* **Travail demandé**:
1 - Traduisez en anglais cette phrase de l'extrait sur l'allongement du délai légal d'IVG : « Surtout, ils évoquent les complications médicales qui peuvent survenir à la suite d'une interruption volontaire de grossesse au-delà de 14 semaines d'aménorrhée. »
2 - Recopiez le passage de l'extrait sur l'allongement du délai légal d'IVG qui va de « Ils estiment en » jusqu'à « les réalisent aujourd'hui. » inclus, en substituant « praticiens » à « professionnels de santé ».

* **Extrait du document**:
-=-=-

Déjà, en 2015, dans un rapport d'information de la délégation aux droits des femmes, Annick Billon et Françoise Laborde indiquaient que, en dix ans, plus de 130 établissements de santé pratiquant des IVG avaient fermé, alors que la demande restait stable. Il en résulte une forte concentration sur un nombre limité d'établissements, ce qui contribue à accroître les délais d'attente.
Mes chers collègues, l'examen de cette proposition de loi a fait naître au sein de mon groupe des positions variées : certains y sont favorables, tandis que d'autres craignent qu'il ne soit, dans les faits, une mauvaise réponse à un vrai problème.
À la suite de l'adoption de la présente proposition de loi par l'Assemblée nationale, tant l'Académie nationale de médecine que l'ordre des médecins et le Collègue national des gynécologues et obstétriciens français ont publié des communiqués de presse pour rappeler leur opposition à l'allongement du délai légal.
Ils estiment en effet que cette mesure ne permettra pas de répondre aux difficultés et que les femmes espèrent au contraire une prise en charge plus rapide. Surtout, ils évoquent les complications médicales qui peuvent survenir à la suite d'une interruption volontaire de grossesse au-delà de 14 semaines d'aménorrhée. Enfin, ils redoutent que l'allongement du délai légal entraîne une désaffection des professionnels de santé qui les réalisent aujourd'hui.
Aussi, au-delà de toute considération éthique, nous pouvons légitimement nous interroger : l'allongement du délai légal permettra-t-il réellement aux femmes d'accéder plus facilement à l'IVG ? Doit-il remédier aux défaillances de notre politique publique de santé reproductive ?

-=-=-

[Extraits d'un jeu de données]

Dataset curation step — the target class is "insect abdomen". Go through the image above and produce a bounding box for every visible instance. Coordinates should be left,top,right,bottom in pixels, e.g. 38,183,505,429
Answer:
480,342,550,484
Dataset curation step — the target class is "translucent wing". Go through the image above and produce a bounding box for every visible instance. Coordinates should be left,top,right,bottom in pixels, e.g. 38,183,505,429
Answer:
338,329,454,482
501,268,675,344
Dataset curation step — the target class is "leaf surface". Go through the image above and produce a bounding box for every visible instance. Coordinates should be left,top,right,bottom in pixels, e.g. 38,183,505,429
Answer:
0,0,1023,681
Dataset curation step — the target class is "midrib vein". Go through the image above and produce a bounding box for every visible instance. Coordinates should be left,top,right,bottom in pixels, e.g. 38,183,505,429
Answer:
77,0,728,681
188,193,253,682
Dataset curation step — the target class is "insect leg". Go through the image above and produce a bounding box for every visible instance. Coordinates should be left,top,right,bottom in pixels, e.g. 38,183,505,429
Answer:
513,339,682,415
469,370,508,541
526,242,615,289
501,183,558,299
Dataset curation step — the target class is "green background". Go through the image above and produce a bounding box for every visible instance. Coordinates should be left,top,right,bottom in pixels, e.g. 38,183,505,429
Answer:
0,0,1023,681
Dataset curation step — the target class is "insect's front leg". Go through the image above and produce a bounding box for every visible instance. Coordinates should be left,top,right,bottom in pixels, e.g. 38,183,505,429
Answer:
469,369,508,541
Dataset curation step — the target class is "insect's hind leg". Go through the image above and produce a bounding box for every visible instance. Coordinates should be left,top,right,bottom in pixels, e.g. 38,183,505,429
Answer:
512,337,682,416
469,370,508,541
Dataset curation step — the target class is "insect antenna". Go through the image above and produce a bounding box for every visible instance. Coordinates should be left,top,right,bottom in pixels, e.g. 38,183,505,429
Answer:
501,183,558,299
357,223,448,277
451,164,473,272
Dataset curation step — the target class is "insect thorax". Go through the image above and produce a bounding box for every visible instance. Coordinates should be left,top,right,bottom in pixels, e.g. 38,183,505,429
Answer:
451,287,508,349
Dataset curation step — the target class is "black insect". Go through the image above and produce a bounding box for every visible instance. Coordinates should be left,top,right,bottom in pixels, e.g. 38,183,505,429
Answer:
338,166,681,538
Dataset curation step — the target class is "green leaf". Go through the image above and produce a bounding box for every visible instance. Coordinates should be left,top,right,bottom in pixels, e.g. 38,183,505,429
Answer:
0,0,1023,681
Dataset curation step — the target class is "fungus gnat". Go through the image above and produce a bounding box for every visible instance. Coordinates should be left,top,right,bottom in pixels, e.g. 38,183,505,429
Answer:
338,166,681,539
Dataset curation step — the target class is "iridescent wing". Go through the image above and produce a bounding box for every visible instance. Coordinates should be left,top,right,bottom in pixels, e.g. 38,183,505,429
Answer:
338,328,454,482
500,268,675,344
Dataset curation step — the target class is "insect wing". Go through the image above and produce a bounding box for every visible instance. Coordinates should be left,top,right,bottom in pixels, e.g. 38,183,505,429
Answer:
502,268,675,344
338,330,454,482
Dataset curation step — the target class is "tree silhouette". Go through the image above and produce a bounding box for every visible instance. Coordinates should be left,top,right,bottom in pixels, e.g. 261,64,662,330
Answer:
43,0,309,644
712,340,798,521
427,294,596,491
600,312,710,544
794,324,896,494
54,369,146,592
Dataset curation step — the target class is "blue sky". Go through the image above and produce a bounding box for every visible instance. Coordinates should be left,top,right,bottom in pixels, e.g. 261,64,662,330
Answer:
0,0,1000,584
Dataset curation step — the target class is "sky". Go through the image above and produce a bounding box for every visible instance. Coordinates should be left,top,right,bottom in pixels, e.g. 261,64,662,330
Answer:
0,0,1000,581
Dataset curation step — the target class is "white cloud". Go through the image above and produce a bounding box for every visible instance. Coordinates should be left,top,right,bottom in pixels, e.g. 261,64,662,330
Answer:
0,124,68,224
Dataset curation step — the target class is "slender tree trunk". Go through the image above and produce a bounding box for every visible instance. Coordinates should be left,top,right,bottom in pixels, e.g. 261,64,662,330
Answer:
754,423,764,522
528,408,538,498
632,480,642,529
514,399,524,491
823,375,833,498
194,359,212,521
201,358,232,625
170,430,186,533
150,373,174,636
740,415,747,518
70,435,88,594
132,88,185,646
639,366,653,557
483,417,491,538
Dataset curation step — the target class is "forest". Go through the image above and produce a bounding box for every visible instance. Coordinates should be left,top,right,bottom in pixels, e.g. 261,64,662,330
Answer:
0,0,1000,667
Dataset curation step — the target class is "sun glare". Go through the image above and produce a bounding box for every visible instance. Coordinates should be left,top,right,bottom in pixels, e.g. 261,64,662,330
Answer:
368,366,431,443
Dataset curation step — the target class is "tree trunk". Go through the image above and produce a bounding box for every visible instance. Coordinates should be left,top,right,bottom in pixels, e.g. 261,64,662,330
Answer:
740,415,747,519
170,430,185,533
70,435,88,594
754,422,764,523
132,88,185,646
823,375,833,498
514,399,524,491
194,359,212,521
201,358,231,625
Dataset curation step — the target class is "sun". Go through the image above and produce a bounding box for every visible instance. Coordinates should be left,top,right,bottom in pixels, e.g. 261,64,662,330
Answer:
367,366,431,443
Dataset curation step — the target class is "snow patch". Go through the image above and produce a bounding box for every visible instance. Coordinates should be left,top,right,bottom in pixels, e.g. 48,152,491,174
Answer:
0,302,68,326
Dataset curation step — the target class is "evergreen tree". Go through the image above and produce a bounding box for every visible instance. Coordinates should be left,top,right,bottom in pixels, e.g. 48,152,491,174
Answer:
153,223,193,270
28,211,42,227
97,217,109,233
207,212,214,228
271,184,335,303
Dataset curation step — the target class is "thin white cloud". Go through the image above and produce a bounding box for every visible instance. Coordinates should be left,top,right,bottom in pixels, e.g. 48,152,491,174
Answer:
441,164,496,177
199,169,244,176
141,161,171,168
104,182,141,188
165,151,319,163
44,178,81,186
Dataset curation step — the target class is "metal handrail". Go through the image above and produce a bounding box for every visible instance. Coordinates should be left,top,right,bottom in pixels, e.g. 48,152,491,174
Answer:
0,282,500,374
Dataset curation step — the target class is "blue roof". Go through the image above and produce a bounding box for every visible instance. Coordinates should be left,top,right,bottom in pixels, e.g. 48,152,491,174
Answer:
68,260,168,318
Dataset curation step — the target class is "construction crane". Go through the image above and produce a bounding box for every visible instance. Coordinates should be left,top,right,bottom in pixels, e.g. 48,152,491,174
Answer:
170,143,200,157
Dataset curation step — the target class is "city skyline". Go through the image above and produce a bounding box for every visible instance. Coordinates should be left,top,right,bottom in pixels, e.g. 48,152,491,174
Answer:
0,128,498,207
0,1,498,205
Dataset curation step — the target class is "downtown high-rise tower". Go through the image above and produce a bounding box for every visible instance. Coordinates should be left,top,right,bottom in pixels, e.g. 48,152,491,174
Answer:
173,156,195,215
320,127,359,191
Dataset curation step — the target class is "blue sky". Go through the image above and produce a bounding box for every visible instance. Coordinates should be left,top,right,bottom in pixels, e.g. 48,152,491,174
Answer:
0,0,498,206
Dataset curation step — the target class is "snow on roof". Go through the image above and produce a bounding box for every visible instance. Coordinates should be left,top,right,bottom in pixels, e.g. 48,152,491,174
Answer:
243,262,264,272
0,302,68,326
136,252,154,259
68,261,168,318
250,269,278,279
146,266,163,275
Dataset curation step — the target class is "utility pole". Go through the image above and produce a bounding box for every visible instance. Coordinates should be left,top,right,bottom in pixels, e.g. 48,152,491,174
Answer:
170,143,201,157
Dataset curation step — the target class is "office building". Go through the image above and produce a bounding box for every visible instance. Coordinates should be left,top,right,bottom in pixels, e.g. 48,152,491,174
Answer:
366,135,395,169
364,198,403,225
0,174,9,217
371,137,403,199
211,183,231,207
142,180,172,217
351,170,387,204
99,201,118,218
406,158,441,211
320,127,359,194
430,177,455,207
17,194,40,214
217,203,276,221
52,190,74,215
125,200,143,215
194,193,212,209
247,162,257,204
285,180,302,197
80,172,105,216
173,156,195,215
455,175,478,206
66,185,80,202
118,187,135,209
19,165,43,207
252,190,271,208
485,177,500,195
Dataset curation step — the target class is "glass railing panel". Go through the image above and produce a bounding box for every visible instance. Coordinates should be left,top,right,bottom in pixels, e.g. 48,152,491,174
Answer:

-=-=-

* **Résultats des tâches**:
1 - Above all, they point to the medical complications that can arise following a voluntary termination of pregnancy beyond 14 weeks of amenorrhea.

2 -
Ils estiment en effet que cette mesure ne permettra pas de répondre aux difficultés et que les femmes espèrent au contraire une prise en charge plus rapide. Surtout, ils évoquent les complications médicales qui peuvent survenir à la suite d'une interruption volontaire de grossesse au-delà de 14 semaines d'aménorrhée. Enfin, ils redoutent que l'allongement du délai légal entraîne une désaffection des praticiens qui les réalisent aujourd'hui.